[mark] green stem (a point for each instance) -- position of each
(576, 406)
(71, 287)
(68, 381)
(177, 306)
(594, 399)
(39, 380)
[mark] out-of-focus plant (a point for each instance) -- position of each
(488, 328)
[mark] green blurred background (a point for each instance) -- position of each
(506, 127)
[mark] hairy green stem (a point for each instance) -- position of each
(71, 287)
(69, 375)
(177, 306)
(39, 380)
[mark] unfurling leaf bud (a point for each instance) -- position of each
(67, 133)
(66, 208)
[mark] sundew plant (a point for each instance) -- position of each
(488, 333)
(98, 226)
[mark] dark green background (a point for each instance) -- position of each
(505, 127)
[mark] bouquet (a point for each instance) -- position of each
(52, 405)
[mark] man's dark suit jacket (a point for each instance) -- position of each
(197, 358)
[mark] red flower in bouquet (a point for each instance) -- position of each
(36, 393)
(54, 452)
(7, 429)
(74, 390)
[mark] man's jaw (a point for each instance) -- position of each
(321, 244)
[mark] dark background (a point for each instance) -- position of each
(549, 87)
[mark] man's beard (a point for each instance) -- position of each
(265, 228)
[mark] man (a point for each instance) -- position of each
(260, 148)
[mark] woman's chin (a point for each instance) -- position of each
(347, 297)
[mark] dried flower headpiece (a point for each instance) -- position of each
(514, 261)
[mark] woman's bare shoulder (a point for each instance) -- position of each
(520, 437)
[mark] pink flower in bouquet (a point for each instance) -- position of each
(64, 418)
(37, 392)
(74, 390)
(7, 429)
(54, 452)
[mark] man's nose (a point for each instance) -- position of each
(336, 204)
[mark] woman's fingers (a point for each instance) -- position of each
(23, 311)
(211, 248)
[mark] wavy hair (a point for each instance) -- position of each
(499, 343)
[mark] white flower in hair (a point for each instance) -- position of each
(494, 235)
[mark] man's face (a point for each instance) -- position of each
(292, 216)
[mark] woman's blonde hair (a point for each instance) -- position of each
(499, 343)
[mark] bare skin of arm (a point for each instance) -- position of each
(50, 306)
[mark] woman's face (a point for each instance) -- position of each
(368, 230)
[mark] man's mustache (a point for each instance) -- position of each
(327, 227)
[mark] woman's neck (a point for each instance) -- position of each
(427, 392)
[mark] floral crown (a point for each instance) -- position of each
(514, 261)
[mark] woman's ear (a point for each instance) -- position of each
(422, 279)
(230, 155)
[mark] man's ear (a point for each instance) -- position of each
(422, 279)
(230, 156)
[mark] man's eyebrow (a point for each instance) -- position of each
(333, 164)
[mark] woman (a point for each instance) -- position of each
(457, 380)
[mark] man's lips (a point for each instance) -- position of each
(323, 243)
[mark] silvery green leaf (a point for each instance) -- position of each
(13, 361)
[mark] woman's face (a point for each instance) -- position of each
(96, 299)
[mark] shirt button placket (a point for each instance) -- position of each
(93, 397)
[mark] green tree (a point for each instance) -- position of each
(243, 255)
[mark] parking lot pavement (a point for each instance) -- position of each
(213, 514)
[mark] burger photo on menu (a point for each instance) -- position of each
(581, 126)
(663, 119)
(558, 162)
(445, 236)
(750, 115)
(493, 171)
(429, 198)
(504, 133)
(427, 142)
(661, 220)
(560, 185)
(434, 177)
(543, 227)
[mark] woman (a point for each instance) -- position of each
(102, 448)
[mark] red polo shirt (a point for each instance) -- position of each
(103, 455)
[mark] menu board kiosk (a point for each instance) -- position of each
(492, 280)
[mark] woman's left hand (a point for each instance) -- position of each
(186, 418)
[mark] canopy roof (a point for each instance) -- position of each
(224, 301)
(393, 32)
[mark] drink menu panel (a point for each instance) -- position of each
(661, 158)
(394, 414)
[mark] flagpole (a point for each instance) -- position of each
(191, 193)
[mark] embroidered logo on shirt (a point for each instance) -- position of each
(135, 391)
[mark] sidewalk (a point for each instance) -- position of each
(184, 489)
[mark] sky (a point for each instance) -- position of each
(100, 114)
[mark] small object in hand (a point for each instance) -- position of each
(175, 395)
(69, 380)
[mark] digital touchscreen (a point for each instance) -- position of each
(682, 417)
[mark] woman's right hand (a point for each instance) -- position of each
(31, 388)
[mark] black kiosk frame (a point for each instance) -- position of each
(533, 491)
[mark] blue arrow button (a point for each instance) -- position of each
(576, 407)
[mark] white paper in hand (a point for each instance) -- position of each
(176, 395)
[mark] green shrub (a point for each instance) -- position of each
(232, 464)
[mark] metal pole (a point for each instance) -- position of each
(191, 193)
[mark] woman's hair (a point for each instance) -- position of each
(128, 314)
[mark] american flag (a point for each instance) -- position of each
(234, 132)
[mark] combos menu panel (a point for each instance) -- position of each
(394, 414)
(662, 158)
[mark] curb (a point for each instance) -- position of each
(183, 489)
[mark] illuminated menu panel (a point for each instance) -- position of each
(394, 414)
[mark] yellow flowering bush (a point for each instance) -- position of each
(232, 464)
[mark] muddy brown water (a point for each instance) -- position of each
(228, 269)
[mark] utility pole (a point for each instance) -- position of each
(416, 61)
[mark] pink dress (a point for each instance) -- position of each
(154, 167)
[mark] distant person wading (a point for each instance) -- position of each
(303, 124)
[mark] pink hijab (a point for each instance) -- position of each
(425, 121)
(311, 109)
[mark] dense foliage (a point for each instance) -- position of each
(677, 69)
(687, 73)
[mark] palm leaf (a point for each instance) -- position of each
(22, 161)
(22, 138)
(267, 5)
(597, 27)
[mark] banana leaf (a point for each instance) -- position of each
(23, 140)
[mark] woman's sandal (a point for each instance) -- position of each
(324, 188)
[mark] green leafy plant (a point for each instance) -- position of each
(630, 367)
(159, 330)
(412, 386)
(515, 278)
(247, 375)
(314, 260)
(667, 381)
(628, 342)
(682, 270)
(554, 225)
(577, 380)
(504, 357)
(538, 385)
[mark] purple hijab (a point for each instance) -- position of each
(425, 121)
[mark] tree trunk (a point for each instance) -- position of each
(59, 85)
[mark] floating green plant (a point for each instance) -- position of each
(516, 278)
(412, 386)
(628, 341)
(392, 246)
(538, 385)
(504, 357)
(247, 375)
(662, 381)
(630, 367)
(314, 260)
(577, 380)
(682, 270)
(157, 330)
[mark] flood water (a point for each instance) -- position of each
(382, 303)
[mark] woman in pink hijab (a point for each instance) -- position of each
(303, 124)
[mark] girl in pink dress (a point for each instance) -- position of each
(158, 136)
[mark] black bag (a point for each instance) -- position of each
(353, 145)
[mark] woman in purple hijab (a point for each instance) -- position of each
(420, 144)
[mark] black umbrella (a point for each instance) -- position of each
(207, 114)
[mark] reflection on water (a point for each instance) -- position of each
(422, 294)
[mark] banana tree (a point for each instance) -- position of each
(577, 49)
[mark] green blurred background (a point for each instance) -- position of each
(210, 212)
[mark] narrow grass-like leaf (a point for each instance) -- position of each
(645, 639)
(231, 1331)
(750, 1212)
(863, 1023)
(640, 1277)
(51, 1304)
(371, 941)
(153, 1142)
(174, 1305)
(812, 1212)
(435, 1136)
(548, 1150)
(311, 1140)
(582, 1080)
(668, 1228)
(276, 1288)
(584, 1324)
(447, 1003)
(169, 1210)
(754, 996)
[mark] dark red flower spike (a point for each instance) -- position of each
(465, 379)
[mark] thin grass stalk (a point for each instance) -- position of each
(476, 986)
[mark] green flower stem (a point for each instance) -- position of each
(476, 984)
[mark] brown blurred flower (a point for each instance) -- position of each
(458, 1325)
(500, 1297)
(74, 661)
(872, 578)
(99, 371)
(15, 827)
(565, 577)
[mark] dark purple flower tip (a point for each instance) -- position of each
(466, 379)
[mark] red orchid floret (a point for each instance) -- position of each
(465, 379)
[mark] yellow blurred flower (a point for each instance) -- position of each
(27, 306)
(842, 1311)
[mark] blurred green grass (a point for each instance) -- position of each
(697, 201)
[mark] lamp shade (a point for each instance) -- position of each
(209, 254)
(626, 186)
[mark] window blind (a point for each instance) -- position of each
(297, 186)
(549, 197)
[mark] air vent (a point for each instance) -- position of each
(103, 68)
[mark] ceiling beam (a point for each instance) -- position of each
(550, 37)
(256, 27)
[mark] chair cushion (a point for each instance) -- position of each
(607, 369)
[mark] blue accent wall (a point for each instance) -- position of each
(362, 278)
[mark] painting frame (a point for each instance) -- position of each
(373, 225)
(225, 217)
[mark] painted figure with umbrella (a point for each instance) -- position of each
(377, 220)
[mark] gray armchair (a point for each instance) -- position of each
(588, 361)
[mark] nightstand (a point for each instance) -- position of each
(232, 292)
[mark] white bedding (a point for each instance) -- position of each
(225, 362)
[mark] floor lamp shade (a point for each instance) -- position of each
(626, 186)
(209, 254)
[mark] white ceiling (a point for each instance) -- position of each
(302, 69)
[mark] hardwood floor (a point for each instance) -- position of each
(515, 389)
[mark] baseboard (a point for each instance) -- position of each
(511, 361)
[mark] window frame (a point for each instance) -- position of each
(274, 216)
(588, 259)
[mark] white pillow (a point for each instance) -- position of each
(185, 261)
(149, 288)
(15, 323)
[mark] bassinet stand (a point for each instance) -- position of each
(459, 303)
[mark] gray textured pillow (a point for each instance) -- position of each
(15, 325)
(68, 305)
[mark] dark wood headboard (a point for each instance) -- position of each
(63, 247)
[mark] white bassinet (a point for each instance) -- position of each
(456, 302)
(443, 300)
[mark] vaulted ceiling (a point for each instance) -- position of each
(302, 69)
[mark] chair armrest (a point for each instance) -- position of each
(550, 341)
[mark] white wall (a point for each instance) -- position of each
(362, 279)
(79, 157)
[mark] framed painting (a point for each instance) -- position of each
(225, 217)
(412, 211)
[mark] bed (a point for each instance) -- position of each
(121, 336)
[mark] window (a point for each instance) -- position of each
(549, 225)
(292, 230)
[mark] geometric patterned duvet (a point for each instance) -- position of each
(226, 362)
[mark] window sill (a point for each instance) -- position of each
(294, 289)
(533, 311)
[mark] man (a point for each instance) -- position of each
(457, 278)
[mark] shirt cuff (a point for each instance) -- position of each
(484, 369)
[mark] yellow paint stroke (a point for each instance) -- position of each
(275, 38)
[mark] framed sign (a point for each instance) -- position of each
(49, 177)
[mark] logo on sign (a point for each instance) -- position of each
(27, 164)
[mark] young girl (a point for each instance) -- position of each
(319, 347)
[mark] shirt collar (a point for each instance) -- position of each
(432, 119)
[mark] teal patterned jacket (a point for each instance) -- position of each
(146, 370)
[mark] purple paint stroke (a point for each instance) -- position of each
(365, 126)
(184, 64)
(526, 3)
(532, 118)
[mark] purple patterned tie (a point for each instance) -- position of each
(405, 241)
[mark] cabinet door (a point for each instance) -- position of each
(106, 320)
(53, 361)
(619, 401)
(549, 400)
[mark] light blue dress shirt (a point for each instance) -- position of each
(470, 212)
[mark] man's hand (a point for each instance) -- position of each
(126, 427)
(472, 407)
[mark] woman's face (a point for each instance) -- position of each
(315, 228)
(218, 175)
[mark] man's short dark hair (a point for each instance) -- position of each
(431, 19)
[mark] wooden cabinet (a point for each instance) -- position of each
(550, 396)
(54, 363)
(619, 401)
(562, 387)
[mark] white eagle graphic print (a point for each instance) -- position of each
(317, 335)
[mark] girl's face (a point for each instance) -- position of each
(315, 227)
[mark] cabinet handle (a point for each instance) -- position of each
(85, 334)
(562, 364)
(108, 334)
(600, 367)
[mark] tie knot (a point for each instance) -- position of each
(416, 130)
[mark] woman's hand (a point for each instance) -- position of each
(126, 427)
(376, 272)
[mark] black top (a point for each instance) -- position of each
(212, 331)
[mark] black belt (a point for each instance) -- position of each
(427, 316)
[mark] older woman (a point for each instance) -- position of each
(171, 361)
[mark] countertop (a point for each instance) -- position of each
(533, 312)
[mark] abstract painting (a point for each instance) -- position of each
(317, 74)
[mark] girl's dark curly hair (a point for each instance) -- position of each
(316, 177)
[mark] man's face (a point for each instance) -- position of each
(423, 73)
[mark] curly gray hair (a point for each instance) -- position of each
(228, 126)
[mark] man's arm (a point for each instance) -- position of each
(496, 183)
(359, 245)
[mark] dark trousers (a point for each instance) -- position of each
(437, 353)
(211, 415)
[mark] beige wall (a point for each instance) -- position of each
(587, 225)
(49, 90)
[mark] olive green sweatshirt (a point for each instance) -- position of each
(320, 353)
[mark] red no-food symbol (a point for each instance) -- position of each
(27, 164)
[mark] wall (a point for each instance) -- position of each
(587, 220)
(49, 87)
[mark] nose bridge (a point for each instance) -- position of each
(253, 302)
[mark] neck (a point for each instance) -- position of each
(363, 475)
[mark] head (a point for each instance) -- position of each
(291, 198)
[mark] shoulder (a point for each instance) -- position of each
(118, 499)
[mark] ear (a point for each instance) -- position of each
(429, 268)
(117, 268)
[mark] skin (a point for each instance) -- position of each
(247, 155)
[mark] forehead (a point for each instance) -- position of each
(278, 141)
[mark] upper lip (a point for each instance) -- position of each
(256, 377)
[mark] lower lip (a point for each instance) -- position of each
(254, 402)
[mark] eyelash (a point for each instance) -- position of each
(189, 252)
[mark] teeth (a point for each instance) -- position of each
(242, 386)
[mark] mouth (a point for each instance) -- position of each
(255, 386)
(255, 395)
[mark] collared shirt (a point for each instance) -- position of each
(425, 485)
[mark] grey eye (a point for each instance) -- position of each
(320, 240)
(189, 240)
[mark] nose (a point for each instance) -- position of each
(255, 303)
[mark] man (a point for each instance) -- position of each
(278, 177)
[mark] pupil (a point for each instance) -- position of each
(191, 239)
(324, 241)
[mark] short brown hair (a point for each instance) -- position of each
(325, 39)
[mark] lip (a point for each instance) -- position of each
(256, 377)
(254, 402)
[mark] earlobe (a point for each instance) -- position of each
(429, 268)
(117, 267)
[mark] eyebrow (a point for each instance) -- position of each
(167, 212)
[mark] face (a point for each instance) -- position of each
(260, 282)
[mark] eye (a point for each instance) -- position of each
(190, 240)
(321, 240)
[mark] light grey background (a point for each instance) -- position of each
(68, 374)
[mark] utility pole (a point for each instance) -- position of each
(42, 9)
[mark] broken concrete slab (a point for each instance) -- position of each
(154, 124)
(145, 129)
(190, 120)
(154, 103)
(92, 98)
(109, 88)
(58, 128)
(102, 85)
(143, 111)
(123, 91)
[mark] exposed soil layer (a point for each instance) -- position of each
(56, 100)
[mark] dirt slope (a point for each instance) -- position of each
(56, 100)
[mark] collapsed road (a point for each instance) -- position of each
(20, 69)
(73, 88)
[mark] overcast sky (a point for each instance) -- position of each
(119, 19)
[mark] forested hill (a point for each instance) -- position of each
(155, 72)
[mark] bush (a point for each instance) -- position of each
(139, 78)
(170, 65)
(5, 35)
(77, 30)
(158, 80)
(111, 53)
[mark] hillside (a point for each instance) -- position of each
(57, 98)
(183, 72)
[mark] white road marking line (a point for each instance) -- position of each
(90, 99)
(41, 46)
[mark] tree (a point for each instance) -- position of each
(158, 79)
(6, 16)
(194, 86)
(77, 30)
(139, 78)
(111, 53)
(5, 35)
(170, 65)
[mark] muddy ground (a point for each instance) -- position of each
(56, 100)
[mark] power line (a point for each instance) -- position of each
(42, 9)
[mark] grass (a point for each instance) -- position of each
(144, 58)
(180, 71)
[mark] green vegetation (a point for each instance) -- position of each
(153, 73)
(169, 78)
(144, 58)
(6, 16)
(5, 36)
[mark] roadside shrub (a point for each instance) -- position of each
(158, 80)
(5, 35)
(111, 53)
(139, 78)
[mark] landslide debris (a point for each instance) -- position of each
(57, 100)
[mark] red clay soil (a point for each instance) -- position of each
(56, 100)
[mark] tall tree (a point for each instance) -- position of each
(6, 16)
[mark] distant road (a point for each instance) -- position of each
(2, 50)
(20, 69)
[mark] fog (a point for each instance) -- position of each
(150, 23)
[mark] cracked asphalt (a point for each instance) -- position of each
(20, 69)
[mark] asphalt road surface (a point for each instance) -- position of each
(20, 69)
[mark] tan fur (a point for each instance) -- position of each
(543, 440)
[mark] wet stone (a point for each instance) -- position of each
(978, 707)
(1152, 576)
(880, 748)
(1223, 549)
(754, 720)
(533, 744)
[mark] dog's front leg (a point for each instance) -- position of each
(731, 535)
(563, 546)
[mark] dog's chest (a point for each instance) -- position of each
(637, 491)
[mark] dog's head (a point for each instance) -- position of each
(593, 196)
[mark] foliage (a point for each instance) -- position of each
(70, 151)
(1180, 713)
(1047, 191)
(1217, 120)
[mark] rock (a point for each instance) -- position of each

= Task brief =
Reproduce every line from the one containing "[mark] tree (a" through the end of the items, labeling lines included, with each point coordinate multiplied by 2.2 and rounded to a whole number, halves rounded up. Output only those lines.

= Output for this task =
[mark] tree (a point for each instance) -- position of each
(348, 174)
(13, 35)
(427, 189)
(169, 66)
(306, 172)
(244, 117)
(11, 77)
(374, 143)
[mark] muddy ground (a point for each instance) -- position of each
(123, 220)
[mark] power line (a point for each instance) -- position of each
(92, 20)
[mark] grass (a point for each instance) -- position of each
(317, 128)
(396, 156)
[mark] green vegetation (a point for each instance) -- position of each
(337, 161)
(372, 172)
(317, 128)
(13, 35)
(11, 79)
[mark] roadside shrub (a point for each instance) -- position of each
(348, 176)
(11, 77)
(244, 117)
(306, 172)
[mark] landslide debris (a point for each instance) -- position of each
(125, 220)
[mark] red clay soil (a point for each instance) -- position of each
(123, 220)
[mark] tall tree (a point for each instance) -- position of each
(13, 35)
[mark] distant road (a point for each instance) -- position of each
(4, 110)
(44, 152)
[mark] fog (a point for each instance) -- position of each
(330, 51)
[mark] cracked asphalt (a point for each instance) -- position of each
(44, 152)
[mark] asphalt road surface (a point for each instance) -- position of each
(44, 152)
[mark] tan fur (a point for each instance) -- position of each
(1195, 968)
[mark] wet stone (a point for each instance) -- position of each
(2152, 1555)
(2534, 1267)
(1936, 1646)
(2691, 1208)
(1659, 1584)
(1173, 1637)
[mark] dog's front leg (a point for each instance) -- position of each
(1608, 1177)
(1239, 1201)
[mark] dog's chest (a point for each instance) -- position of each
(1401, 1080)
[mark] dog's head (a point for each instance) -- position of each
(1305, 431)
[mark] foliage (a point for each instance) -- position of each
(154, 332)
(2596, 1569)
(2303, 420)
(2677, 264)
[mark] rock (a point for each instance) -- position of each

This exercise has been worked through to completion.